**Work item:**
Your task is to output every record exactly as it is given.

Segment Open

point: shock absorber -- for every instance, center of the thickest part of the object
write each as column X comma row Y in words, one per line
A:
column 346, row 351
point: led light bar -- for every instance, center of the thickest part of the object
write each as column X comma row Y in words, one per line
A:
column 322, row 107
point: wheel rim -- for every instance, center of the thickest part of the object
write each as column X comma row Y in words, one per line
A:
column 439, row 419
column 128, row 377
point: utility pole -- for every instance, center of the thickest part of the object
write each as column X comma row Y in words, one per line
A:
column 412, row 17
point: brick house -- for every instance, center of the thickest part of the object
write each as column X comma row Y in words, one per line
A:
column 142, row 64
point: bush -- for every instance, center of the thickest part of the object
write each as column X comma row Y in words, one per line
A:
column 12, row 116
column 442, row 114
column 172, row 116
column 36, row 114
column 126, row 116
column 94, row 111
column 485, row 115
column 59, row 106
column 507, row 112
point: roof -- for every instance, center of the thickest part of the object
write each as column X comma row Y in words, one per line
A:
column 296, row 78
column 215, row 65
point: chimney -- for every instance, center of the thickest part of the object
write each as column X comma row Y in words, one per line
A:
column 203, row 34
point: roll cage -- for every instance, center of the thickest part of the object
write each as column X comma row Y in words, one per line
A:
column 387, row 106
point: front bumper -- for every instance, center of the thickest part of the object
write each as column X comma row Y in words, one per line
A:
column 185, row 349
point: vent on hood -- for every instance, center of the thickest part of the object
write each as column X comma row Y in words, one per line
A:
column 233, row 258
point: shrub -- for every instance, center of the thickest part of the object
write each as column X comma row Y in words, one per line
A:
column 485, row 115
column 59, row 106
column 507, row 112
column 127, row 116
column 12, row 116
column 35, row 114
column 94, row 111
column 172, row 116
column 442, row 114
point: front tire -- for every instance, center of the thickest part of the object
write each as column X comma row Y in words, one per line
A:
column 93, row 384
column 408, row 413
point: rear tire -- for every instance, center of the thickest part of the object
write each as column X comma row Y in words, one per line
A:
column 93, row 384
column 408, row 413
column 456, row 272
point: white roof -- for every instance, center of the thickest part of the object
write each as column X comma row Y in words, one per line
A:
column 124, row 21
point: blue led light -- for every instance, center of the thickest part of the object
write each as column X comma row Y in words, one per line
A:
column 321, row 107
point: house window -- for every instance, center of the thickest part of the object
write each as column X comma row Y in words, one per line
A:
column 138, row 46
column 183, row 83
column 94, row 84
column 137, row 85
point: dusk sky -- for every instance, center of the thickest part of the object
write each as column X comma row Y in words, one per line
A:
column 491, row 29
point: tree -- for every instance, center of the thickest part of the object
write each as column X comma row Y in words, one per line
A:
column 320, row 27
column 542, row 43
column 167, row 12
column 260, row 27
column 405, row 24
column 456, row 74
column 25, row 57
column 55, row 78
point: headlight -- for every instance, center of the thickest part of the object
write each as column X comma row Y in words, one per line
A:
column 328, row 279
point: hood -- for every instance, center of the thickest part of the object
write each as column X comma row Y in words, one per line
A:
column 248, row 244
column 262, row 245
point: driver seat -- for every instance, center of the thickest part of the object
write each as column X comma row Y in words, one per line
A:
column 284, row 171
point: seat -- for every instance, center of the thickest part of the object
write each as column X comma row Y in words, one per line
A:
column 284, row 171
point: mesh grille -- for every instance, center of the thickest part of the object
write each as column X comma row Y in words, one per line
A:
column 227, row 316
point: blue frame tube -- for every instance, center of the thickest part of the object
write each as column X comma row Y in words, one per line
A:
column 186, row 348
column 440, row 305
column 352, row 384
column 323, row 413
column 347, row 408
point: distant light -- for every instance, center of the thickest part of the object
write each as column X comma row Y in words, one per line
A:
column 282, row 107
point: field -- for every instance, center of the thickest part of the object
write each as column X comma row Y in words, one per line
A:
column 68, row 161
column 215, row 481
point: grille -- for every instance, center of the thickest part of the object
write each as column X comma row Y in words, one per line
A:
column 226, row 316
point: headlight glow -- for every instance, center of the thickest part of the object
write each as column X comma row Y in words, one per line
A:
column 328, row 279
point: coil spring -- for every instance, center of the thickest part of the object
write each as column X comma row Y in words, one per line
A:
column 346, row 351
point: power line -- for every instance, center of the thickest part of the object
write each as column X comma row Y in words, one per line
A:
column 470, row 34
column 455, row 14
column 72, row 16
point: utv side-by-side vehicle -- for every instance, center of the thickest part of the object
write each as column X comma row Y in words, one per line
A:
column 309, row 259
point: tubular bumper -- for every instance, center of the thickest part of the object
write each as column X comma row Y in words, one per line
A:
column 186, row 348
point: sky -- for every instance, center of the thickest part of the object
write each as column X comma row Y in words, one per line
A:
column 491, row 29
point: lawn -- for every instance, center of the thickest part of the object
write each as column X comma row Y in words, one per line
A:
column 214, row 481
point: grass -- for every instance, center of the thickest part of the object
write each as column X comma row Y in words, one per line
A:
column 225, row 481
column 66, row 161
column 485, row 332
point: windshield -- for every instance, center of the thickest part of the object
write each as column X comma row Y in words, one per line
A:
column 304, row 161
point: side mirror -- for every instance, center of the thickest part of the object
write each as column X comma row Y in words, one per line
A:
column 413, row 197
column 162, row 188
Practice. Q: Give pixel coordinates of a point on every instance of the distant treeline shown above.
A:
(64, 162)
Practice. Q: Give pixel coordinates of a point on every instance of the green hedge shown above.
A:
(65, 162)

Segment Closed

**Completed task:**
point: shock absorber -- for every instance, center of the thickest part of the object
write each as column X comma row Y in words, one per line
A:
column 346, row 351
point: led light bar -- for every instance, center of the thickest part of the object
write each as column X comma row Y in words, one per line
A:
column 322, row 107
point: wheel rim -- for every instance, center of the thickest part of the object
write each as column X comma row Y in words, one per line
A:
column 439, row 419
column 128, row 377
point: utility pole -- for every instance, center of the thickest part of the object
write each as column X comma row Y in words, one per line
A:
column 412, row 17
point: brick house -- for every instance, center of the thickest part of the object
write each as column X comma row Y in words, one per line
A:
column 142, row 64
point: bush -- for every instance, center of the thickest part of the object
write each as column X comma row Y in words, one per line
A:
column 12, row 116
column 442, row 114
column 172, row 116
column 36, row 114
column 126, row 116
column 94, row 111
column 485, row 115
column 59, row 106
column 507, row 112
point: roof -- for every instance, center of the thickest part of the object
write each as column X comma row Y in words, one per line
A:
column 296, row 78
column 215, row 65
point: chimney -- for every instance, center of the thickest part of the object
write each as column X comma row Y in words, one per line
A:
column 203, row 34
point: roll cage -- for every instance, center of the thickest part of the object
write each as column X comma row Y in words, one per line
A:
column 387, row 106
point: front bumper -- for every instance, center of the thickest part of the object
write each as column X comma row Y in words, one per line
A:
column 185, row 349
point: vent on hood -- for every instance, center of the thickest part of the object
write each as column X comma row Y in words, one per line
A:
column 233, row 258
point: shrub -- for every instance, center of the thickest part of the object
write each as column X comma row Y in words, one per line
A:
column 485, row 115
column 59, row 106
column 507, row 112
column 127, row 116
column 12, row 116
column 35, row 114
column 94, row 111
column 172, row 116
column 442, row 114
point: front tire -- for every instance, center of the thickest part of the object
write each as column X comma row Y in words, one per line
A:
column 93, row 384
column 408, row 413
point: rear tire -- for every instance, center of the thickest part of the object
write each as column X comma row Y in words, one per line
A:
column 93, row 384
column 408, row 413
column 456, row 272
point: white roof -- for every instance, center of the thickest part of the object
write each as column X comma row Y in words, one per line
A:
column 124, row 21
point: blue led light -- for every instance, center of the thickest part of the object
write each as column X comma row Y in words, one per line
A:
column 321, row 107
point: house window -- for every instance, center of the thickest part of the object
write each as column X comma row Y in words, one per line
A:
column 138, row 46
column 183, row 83
column 94, row 84
column 137, row 85
point: dusk sky -- for every instance, center of the thickest part of the object
write each as column X comma row Y in words, one per line
A:
column 491, row 29
point: tree -- for every instance, center of the thickest part of the object
write each as column X comma row Y in words, one per line
A:
column 320, row 27
column 542, row 43
column 167, row 12
column 260, row 27
column 405, row 24
column 456, row 74
column 25, row 57
column 55, row 78
point: headlight -- for every instance, center of the thickest part of the object
write each as column X comma row Y in words, one per line
A:
column 328, row 279
point: hood -- for every instance, center of the thickest part of the object
write each as column X comma row Y in words, one per line
A:
column 248, row 244
column 262, row 245
point: driver seat -- for every instance, center of the thickest part of the object
write each as column X comma row Y in words, one per line
A:
column 284, row 171
point: seat -- for every instance, center of the thickest part of the object
write each as column X comma row Y in words, one per line
A:
column 284, row 171
point: mesh grille -- for every instance, center of the thickest part of the object
write each as column X comma row Y in words, one per line
A:
column 227, row 316
point: blue frame tube -- for every instance, center of the thickest part of the object
write each as column X comma row Y in words, one per line
A:
column 186, row 348
column 440, row 305
column 352, row 384
column 323, row 413
column 347, row 408
point: distant light -- for every instance, center of the thickest part of the object
write each as column X comma row Y in words, one per line
A:
column 282, row 107
point: field -- for every instance, center of the thickest part of the object
write each as column X comma row Y in words, one per line
A:
column 68, row 161
column 215, row 481
point: grille -- for every instance, center of the thickest part of the object
write each as column X comma row Y in words, one per line
A:
column 226, row 316
point: headlight glow -- for every instance, center of the thickest part of the object
write each as column X comma row Y in words, one per line
A:
column 328, row 279
point: coil spring -- for every instance, center of the thickest part of the object
write each as column X comma row Y in words, one per line
A:
column 346, row 351
point: power line -- for every instance, center of the thickest part of the object
write each as column X comma row Y in words, one per line
A:
column 470, row 34
column 455, row 14
column 72, row 16
point: utv side-by-side vehicle -- for every instance, center of the thickest part of the object
write each as column X comma row Y in words, one per line
A:
column 309, row 259
point: tubular bumper -- for every instance, center of the thickest part of the object
write each as column X comma row Y in words, one per line
A:
column 186, row 348
point: sky -- for every instance, center of the thickest part of the object
write each as column X comma row Y in words, one per line
A:
column 491, row 29
point: lawn -- for every instance, center of the thickest part of the object
write each as column X comma row Y in words, one per line
A:
column 214, row 481
point: grass -- for every instance, center of the thickest part of the object
write each as column X comma row Y in words, one per line
A:
column 225, row 481
column 66, row 161
column 485, row 332
point: windshield -- for every instance, center of the thickest part of the object
write each as column X comma row Y in words, one per line
A:
column 304, row 161
point: side mirror -- for every instance, center of the thickest part of the object
write each as column X comma row Y in words, one per line
A:
column 413, row 197
column 162, row 188
Practice. Q: Give pixel coordinates of a point on every instance of the distant treeline shown above.
A:
(64, 162)
Practice. Q: Give pixel coordinates of a point on every instance of the green hedge shown above.
A:
(65, 162)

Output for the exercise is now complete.